>> Start Document extract

Why A/B/C feel insufficient

  • Option A (Vector Node Pattern) is strong for immutable history and retrieval, but weak on enforcement. Agents can skip query steps and still proceed.
  • Option B (Active Protocol Roster) is strong for visibility and onboarding, but weak on audit integrity. Directly mutating a single Epic note creates merge noise and weak provenance.
  • Option C (Execution Contract Pattern) is strong for hard enforcement, but too rigid. If every memory becomes a blocker, throughput drops and dependency graphs become noisy.

The core issue: each option optimizes one axis and sacrifices the other two.

Use three memory layers, each mapped to a specific bd mechanism:

  1. Canonical Memory Nodes (immutable knowledge)
  • Type: decision
  • Status: closed once ratified
  • Labels: memory, one domain label (memory-ux, memory-arch, etc.), one strength label (mem-hard or mem-soft)
  • Fields:
    • title: single rule statement in plain language
    • description: Scope / Out of Scope / Rule / Rationale / Failure Mode
    • acceptance: objective checks for compliance
    • metadata: JSON with version, supersedes, effective_date, owner
  1. Active Domain Anchors (discoverability and curation)

>> End Document extract

#### Short task 1:
Gather every line of the listing below that contains the word "blue", treating uppercase and lowercase as different.
The memory-design text and the listing are unrelated to each other.

>> Start The input

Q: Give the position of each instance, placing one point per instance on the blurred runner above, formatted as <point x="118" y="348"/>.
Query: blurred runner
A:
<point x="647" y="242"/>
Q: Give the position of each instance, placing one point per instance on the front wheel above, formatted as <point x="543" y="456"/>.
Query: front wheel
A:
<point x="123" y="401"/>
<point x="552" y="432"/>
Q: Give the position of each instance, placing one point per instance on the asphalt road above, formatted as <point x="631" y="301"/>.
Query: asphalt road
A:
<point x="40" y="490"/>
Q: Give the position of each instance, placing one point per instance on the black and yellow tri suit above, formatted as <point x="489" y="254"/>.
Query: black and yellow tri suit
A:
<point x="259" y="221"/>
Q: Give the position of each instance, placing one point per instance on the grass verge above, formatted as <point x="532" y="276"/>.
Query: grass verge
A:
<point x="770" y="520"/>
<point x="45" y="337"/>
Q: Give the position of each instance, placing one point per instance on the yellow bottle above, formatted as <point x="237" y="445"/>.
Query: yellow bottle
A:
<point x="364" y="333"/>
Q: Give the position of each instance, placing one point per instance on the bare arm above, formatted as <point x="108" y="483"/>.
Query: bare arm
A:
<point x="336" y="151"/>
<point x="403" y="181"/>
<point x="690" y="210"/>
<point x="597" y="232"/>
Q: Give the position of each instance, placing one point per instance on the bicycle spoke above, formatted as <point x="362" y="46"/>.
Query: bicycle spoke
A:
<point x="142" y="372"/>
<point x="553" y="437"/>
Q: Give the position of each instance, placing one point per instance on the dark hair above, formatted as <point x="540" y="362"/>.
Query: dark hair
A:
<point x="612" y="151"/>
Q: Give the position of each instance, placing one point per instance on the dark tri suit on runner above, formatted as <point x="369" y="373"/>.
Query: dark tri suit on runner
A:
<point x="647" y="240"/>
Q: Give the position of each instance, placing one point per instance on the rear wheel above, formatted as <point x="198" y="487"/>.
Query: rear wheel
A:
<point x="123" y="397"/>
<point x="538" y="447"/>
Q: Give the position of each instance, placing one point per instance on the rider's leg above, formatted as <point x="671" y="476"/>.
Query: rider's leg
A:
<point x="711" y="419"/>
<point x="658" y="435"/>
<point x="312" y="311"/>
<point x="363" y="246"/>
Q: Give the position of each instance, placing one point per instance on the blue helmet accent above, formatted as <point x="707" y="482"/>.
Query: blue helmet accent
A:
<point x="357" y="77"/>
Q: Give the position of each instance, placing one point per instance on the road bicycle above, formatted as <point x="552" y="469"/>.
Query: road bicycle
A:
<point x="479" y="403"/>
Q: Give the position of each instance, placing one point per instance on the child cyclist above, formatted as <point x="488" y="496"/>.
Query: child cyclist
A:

>> End The input

#### Short task 2:
Reproduce the memory-design text above word for word, from "Why A/B/C feel" up to and including "Nodes (immutable knowledge)".

#### Exercise response 1:
Q: Give the position of each instance, placing one point per instance on the blue helmet accent above, formatted as <point x="707" y="482"/>.
Query: blue helmet accent

#### Exercise response 2:
Why A/B/C feel insufficient

  • Option A (Vector Node Pattern) is strong for immutable history and retrieval, but weak on enforcement. Agents can skip query steps and still proceed.
  • Option B (Active Protocol Roster) is strong for visibility and onboarding, but weak on audit integrity. Directly mutating a single Epic note creates merge noise and weak provenance.
  • Option C (Execution Contract Pattern) is strong for hard enforcement, but too rigid. If every memory becomes a blocker, throughput drops and dependency graphs become noisy.

The core issue: each option optimizes one axis and sacrifices the other two.

Use three memory layers, each mapped to a specific bd mechanism:

  1. Canonical Memory Nodes (immutable knowledge)